Document excerpt:
BEGIN

Speaking from the experience of my own practice as a radio maker and media artist I have started to reflect differently about this territory I was actually transmitting into. While approaching the city from a Arts perspective, I feel unsatisfied with the common media business practice of analysing cities communication potential through market share and targeted audience groups. This dissatisfaction fostered my interest in communication as part of urban planning and media respective radio as a concrete tool for architectural and urban design – based on my reflection as a media practitioner about this space and its modi operandi.

Former works relating to media and the city: the neture series

My creative Ph.D strategy therefore consists out of two parts:

  1.  To form an own theoretical “transdisciplinary” framework called urban media scenography in order to approach the nexus of the contemporary city based on selected source from the area of philosophy, urban planning and media studies
  2. to produce a body of creative work which addresses the “city-ness” (Saskia Sassen).

Based on my recent research these two strategic parts (mentioned above) led me to identify two main focusses of my creative research:

  1. the role of the stranger in the network of radio and city
  2. the idea of sonic imaginative leaks or sonic leaks of imagination (not yet decided which wording I like betta)

The role of the stranger in the network of radio and city

  • A concrete urban condition, “on the ground” so to speak.
  • In contrary to the digital sphere where user activity can be precisely measured the conventional broadcast business still relies on to “statistically” assume its targeted audience based on the nature how the data surveys are being conducted and one can not technically measure the tuning in. A fact, which would translate to me, as they don’t really know, they assume. (example?)
  • More generally looking into the notion of the strange or the alien as a communicative challenge, this connects with the concept of a “responsive phenomenology” (Bernhard Waldenfels) and the idea of the creative answer, which means the “what” of an answer is and will be always made up but not the “whereupon” we are answering and this is the true challenge.

The idea of imaginative leaks or leaks of imagination

Here I am aiming from a sound perspective at what the following:

  • In his book “Poetics of Space” the French philosopher Gaston Bachelard unpacks the subconscious qualities of poetic imaginary which seem to leak in from a deeper level of human experience which is usually more hidden and less familiar to our everyday being in communication. The American conceptual artist Joseph Kosuth understands art as something that points or refers to the “unsayable”.
  • I want to connect this with the notion of the “schizo-phonic”. A term coined by the Canadian scholar R. Murray Schafer.

END

Listed entries:

BEGIN

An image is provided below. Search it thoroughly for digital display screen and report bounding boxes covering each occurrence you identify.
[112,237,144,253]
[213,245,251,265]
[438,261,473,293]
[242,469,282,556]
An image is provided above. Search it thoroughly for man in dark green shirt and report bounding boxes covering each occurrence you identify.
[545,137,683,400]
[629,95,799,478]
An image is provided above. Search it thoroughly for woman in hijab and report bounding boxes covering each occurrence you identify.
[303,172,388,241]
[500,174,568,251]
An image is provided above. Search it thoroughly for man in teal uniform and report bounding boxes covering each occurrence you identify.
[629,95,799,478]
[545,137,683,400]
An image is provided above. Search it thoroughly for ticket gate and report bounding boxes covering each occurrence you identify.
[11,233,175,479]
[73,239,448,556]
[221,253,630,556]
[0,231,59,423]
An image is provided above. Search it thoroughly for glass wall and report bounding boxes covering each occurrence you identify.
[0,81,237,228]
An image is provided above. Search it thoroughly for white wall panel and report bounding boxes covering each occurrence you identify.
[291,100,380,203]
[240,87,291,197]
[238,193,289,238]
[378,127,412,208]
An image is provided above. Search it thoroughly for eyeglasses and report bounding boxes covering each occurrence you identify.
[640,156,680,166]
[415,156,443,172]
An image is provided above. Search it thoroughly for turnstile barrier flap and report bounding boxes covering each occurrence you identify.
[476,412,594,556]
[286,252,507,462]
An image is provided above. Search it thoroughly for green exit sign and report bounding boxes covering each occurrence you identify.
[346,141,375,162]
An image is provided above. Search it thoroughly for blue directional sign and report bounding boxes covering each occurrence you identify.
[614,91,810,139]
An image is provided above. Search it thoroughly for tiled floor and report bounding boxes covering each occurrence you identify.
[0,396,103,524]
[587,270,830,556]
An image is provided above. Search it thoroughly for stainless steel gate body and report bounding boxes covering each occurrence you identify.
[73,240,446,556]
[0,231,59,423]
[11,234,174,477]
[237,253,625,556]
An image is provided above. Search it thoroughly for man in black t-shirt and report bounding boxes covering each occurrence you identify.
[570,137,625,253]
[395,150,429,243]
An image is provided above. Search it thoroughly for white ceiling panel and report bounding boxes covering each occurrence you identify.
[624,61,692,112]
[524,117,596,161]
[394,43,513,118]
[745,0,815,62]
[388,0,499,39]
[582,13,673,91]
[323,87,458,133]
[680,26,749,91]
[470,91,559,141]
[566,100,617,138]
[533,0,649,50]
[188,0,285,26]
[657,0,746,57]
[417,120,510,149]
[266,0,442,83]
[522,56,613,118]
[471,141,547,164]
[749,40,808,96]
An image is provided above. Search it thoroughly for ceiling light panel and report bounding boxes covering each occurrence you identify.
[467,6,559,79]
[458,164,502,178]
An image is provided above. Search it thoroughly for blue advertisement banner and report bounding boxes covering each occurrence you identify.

END

Instructions:
A. Reproduce the part of the research statement on radio and the city starting with "1. the role" and going on through "so to speak.".
B. Answer these questions from the research statement on radio and the city:
(i) What name does the author give the theoretical framework in the first part of the Ph.D. strategy?
(ii) Whose concept is the "responsive phenomenology"?
(iii) Who coined the term "schizo-phonic"?
C. Continue the research statement on radio and the city after its final sentence.
The material has nothing to do with the research statement on radio and the city.

Answers:
A.
1. the role of the stranger in the network of radio and city
  2. the idea of sonic imaginative leaks or sonic leaks of imagination (not yet decided which wording I like betta)

The role of the stranger in the network of radio and city

  • A concrete urban condition, “on the ground” so to speak.

B.
(i) Urban media scenography
(ii) Bernhard Waldenfels
(iii) The Canadian scholar R. Murray Schafer

C.
While I do not agree with all of Schafer’s arguments particular in relation to how he comes to terms with an actual moral judgement of a sensual experience from an ecological point of view. Nevertheless his term schizophonic is interesting to me, because I do consider that a split is taking place in the amplification process of mediation in general but to me this is taking place on a social, political and / or cultural level. Although I find the way Schafer is referencing schizophrenia quite cliche like I still appreciate its notion of the potential imaginative leak. However in terms of schizophrenia I prefer to align my work rather along the lines of the work of R. D. Laing or Gregory Bateson’s and their observation of the group dynamics of schizophrenia. In addition I find  Humberto Maturana Romesín’s remark important where he stresses that the difference between virtual and non-virtual realities can only be a cultural one but not one in terms of cognitive perception. This again could be related to R. D. Laing idea of the “reframing”.

Why radio?
- The oldest of the new media
- it’s sound driven and the way sound stimulates one’s imagination in particular because of a lacking visualisation
- it has this clear territorial bond,
- it has proven a strong media hybridity with e.g. online media
- the live moment
- truly global and consumes very little energy in comparison to other electronic media.

Recap:
As soon as one has space, time and energy one has rhythm. The radio format of the series as a mean “rhythmisation of the everyday” and collectively created imaginary territories and therefore similar to other cultural phenomena like play and ritual.

At the same time radio means a spatially defined and bonded territory in comparison to e.g. the Internet (although there can be hybrid media mixes), which in my case means the contemporary city with its urban conditions and challenges and the individual “cityness” of each location.

Approaching the existing genre of the “radio play” as an output for my creative work I would like extend its notion:
Radio as a play with listening and “schizo-phonic” poetic – radio as play with strangers in the city.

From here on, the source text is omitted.